What this task involves: Can you write out these items again, substituting "mark" for every occurrence of "spot" and keeping everything else the same?
>> START
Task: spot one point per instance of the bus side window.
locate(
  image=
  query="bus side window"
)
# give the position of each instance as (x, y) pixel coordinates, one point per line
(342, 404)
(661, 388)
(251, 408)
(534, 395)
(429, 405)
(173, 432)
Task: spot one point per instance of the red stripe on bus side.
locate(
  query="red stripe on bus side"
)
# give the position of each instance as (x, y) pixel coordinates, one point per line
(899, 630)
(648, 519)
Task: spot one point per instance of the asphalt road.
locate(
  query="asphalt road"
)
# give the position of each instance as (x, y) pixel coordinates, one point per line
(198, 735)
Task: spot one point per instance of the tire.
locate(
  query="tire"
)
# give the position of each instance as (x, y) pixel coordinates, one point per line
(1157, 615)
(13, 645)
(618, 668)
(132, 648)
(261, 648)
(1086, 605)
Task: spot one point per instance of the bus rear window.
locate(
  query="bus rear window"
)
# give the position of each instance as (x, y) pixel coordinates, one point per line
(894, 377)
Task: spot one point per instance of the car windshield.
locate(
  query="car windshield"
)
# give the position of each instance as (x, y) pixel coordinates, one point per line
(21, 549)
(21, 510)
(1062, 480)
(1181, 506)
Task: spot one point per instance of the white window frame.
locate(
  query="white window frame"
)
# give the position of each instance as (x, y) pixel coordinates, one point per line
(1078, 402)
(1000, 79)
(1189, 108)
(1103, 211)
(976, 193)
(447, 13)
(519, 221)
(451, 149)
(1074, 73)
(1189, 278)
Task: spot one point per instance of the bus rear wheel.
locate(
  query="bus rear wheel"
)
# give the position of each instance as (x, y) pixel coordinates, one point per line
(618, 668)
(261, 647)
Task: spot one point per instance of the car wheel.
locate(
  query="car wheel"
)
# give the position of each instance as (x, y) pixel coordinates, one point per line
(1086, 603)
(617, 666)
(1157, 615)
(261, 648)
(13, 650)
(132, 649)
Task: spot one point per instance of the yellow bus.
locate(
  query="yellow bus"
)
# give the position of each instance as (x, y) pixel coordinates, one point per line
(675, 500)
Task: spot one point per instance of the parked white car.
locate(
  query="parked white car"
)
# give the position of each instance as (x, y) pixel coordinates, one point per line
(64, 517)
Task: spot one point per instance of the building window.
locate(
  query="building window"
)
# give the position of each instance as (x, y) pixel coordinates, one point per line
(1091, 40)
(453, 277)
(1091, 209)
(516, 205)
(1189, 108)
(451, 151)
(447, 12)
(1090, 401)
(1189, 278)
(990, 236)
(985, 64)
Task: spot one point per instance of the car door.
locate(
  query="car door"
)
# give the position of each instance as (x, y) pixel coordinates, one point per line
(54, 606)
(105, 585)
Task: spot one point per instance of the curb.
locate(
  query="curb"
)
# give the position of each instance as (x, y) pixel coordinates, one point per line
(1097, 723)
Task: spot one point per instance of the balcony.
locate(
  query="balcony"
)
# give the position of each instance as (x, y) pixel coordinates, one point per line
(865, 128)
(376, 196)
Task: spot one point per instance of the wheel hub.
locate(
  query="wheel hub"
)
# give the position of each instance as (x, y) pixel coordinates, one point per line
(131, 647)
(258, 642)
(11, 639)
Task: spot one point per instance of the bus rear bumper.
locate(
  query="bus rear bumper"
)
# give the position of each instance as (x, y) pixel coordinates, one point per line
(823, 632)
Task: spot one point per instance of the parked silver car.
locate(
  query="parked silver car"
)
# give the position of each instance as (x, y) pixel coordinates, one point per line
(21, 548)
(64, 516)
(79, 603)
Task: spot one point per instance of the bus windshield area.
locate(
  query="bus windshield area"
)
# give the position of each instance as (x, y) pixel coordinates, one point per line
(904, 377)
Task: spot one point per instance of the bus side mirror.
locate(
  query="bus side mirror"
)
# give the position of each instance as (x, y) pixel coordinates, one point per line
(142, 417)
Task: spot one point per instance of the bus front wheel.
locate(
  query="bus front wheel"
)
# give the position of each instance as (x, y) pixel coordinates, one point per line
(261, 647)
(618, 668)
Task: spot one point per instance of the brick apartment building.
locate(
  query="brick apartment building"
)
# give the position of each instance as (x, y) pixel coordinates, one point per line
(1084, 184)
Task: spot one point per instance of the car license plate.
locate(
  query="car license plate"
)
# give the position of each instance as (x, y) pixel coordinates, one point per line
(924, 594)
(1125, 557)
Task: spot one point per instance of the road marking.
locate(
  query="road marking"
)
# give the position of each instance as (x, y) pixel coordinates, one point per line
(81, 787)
>> END
Output:
Task: mark one point per instance of the bus side window.
locate(
  image=
  query="bus side window"
)
# give the position of each instance as (x, y) pixel coordinates, one point per line
(342, 404)
(661, 388)
(251, 408)
(534, 395)
(429, 405)
(173, 432)
Task: mark one point per instance of the red stripe on bus side.
locate(
  query="red stripe on bus side"
)
# give the position of each instance as (x, y) pixel coordinates, one point per line
(899, 630)
(648, 519)
Task: mark one point per instance of the asphalt road.
locate(
  query="asphalt road"
)
# give the position of each instance as (x, y) pixel coordinates, one point per line
(198, 735)
Task: mark one point per instance of the tire.
locate(
  query="tire"
)
# give the position of each instance as (x, y) pixel coordinates, one point per line
(1157, 615)
(13, 645)
(618, 668)
(132, 648)
(261, 648)
(1086, 605)
Task: mark one point per instance of the bus rear window.
locate(
  query="bus rear window"
)
# give the position of each instance as (x, y) pixel coordinates, one point per line
(894, 377)
Task: mark one point per instance of the car windshield.
locate(
  query="car windshield"
)
# give the position of each instance as (x, y) pixel coordinates, one point per line
(21, 549)
(21, 510)
(1062, 480)
(1181, 506)
Task: mark one point per instance of the white window frame.
locate(
  query="white window frame"
)
# give the position of each instance as (x, y) pixel coordinates, one point per line
(1078, 402)
(1000, 79)
(1189, 108)
(1103, 211)
(976, 193)
(447, 13)
(519, 221)
(451, 149)
(1074, 73)
(1189, 278)
Task: mark one point per instance of the bus rear wheel.
locate(
  query="bus rear wheel"
)
# give the position of each instance as (x, y) pixel coordinates, one point per line
(618, 668)
(261, 647)
Task: mark one point per instance of the car wheel.
locate(
  query="car wheel"
)
# give the position of each instance as (x, y) pixel coordinates, one point per line
(1086, 603)
(617, 666)
(1157, 615)
(261, 648)
(13, 650)
(132, 649)
Task: mark one point per instance of the yellow bus.
locate(
  query="yellow bus"
)
# give the position of each instance as (x, y) pixel coordinates, one point per line
(675, 500)
Task: mark one point per instance of the parked white car.
locate(
  query="parked white car"
)
# give the position of each instance as (x, y) pixel coordinates, one point per line
(64, 517)
Task: mark one point per instance of the building window.
locate(
  query="building window"
)
# give the position of each instance as (x, y) pixel coordinates, one point per line
(1091, 40)
(453, 277)
(1091, 209)
(516, 205)
(1189, 108)
(451, 151)
(447, 12)
(1090, 401)
(1189, 278)
(990, 236)
(985, 64)
Task: mark one point per instance of the car door.
locate(
  query="car door"
)
# give the position of each instance as (x, y) pixel coordinates, one point per line
(54, 606)
(105, 585)
Task: mark one point per instance of the curb.
locate(
  query="curb"
)
# give the position of each instance as (x, y) pixel coordinates, one point per line
(1097, 723)
Task: mark one point per instance of the balcony.
locate(
  query="balcony"
)
# give the position of each instance as (x, y) pixel coordinates, one point per line
(865, 128)
(376, 196)
Task: mark one point per instance of the wheel hub.
locate(
  query="wheel hub"
)
# give the position of each instance as (x, y) pixel coordinates, one point per line
(131, 647)
(258, 642)
(11, 639)
Task: mark one point per instance of the bus rear bumper.
locate(
  query="bus rear bumper"
)
# give the position of each instance as (x, y) pixel coordinates, one point per line
(823, 632)
Task: mark one point per instance of the parked silver car.
locate(
  query="parked silver car"
)
# give the position of each instance as (x, y) pixel coordinates, one point per line
(21, 548)
(64, 516)
(79, 603)
Task: mark one point per instance of the bus windshield area.
locate(
  query="bus windshield area"
)
# give the position of each instance as (x, y) pixel coordinates, one point per line
(904, 377)
Task: mark one point per instance of the bus side mirror.
locate(
  query="bus side mirror"
)
# give the position of each instance as (x, y) pixel coordinates, one point per line
(142, 417)
Task: mark one point per instance of the bus front wheel.
locate(
  query="bus front wheel"
)
# give the position of each instance as (x, y) pixel coordinates, one point per line
(261, 647)
(618, 668)
Task: mark one point per instance of the brick apartment building.
locate(
  query="brick apartment building"
)
# give the position of each instance as (x, y) pixel coordinates, one point per line
(1084, 184)
Task: mark one point per instance of the car license plate.
locate(
  query="car license plate"
)
# give the position of each instance as (x, y) pixel coordinates, one point per line
(924, 594)
(1125, 557)
Task: mark one point per instance of the road marking.
locate(
  query="road marking"
)
# give the position of each instance as (x, y) pixel coordinates, one point per line
(81, 787)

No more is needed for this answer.